Text extract:
[start]

Συνολικές προβολές σελίδας

Τρίτη 12 Σεπτεμβρίου 2017

Iraklis Parcharidis, Elegiac Painting




"Bodies? Say it again. Bodies.
It’s unclear, it can't be heard. Ask the touch.
Does it remember? Has it ever pronounced that word?"
Kiki Dimoula, "The Adolescence of Oblivion"
In an era where images rule everything because the visible has become an oppressor and only what is visible exists, painting seeks again to accomplish its old mission: to mediate through the visible to the invisible and to claim once again the soul of things while establishing above all, their body. If Duchamp through a Dadaistic negative attitude condemned the painting of the retina as vulgar, painting in our days, under certain circumstances, undertakes a crusade against the vulgarity of what is visible and claims the Epiphany-Theophany of what is hidden behind the image of the body, that is longing for its immortality. For these reasons we contempt decorative painting, for these reasons we renounce the painting that is ashamed for its body, hidden behind abstract concepts and smart tricks. This is why we search for the painting of revelation, which is the most difficult!


Iraklis Parcharidis, away from the neo-Greek descriptivism or the ready-made polychromatic emotions, artic­ulates a visual rationale, meditative, architectonic, and elegiac. His subject is the human existence in a world that constantly loses its human characteristics. Such an intention would easily tempt someone to use optical gabbles or melodramatic clichés. The cultivation of the painter however, as well as his mentality protect him from such narrow paths. His poeticism, through his clever drawing inflicts the formation of particular symbols: the figure, the house, the city, the tree, the group of people, the primordial landscape, and the mythical nature before the arrival of people. Dimoula would say it differently: "I am an amateur human being. How could I form better complains? Because painting in our days mostly exists to defend complains".

[end]

Data records:
[start]

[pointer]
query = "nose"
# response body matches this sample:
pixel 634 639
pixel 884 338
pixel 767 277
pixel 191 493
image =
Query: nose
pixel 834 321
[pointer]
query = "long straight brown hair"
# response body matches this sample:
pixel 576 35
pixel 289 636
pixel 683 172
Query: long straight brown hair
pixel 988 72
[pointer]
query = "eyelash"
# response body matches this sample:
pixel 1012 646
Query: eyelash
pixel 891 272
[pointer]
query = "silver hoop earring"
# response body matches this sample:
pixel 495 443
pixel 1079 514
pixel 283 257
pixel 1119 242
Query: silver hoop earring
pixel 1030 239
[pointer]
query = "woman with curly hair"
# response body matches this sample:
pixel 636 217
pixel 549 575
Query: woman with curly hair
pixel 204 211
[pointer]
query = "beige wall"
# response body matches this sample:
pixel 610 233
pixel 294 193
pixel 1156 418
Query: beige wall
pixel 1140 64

[end]

Tasks to perform:
1. Can you rewrite the entries as a numbered list, running from their first line up to and including the line with "pixel 204 211", with blank lines left out?
2. Could you carry the essay on Iraklis Parcharidis's painting forward from its last sentence?

Expected outputs:
1.
1. [pointer]
2. query = "nose"
3. # response body matches this sample:
4. pixel 634 639
5. pixel 884 338
6. pixel 767 277
7. pixel 191 493
8. image =
9. Query: nose
10. pixel 834 321
11. [pointer]
12. query = "long straight brown hair"
13. # response body matches this sample:
14. pixel 576 35
15. pixel 289 636
16. pixel 683 172
17. Query: long straight brown hair
18. pixel 988 72
19. [pointer]
20. query = "eyelash"
21. # response body matches this sample:
22. pixel 1012 646
23. Query: eyelash
24. pixel 891 272
25. [pointer]
26. query = "silver hoop earring"
27. # response body matches this sample:
28. pixel 495 443
29. pixel 1079 514
30. pixel 283 257
31. pixel 1119 242
32. Query: silver hoop earring
33. pixel 1030 239
34. [pointer]
35. query = "woman with curly hair"
36. # response body matches this sample:
37. pixel 636 217
38. pixel 549 575
39. Query: woman with curly hair
40. pixel 204 211

2.
Through these visual symbols, his sets his work as if in a scenography of a text, the painting reason of which has not yet been written. A theatre without words... we could say that compared to his previous exhibition (Titanium Yiayiannos Gallery, 2006) his paintings investigate fields and situations within a twilight zone. The materials are now more direct-earthy, stucco, charcoal, acrylic and e.t.c - and the result is less chromatic-conspicuous and more imposing-elegiac. Like a blurred wall painting of Roubliev, that has not been discovered yet, Parcharidis is painting in a monumental way and allusive chiaroscuros, the rope-walkers of a life that has been deformed, the myths and the miracles of a religion which has no more believers. In a time of torturing images and the lack of bodies -in other words the orphanhood of desire- Parcharidis sees the world with eyes half closed like the old hagiographers. In other words, he dreams the world and discovers it wandering in the edge of his soul.
In 1870, in Saint Russia with the encouragement of critic Vladimir Stasov, the new artists abandoned the capital and wandered at the vast steppes, in order to learn about the silent lives of the deprived masses. Because of this, they were named "Peredvizhniki" wanderers. Parcharidis is a perenvisnik like Ilya Repin with references that range from Russian, high morale realism, to the imaginative painting of Chagall. His adventure in painting all these years, has taught him something: that one can think better with his eyes closed. And that one sees better through misty eyes...

Manos Stefanidis
Professor of Art History
 
*Published in the “Iraklis Parcharidis, Elegiac Painting”  exhibition catalogue, Titanium Yiayiannos Gallery, Athens, Greece, 2009.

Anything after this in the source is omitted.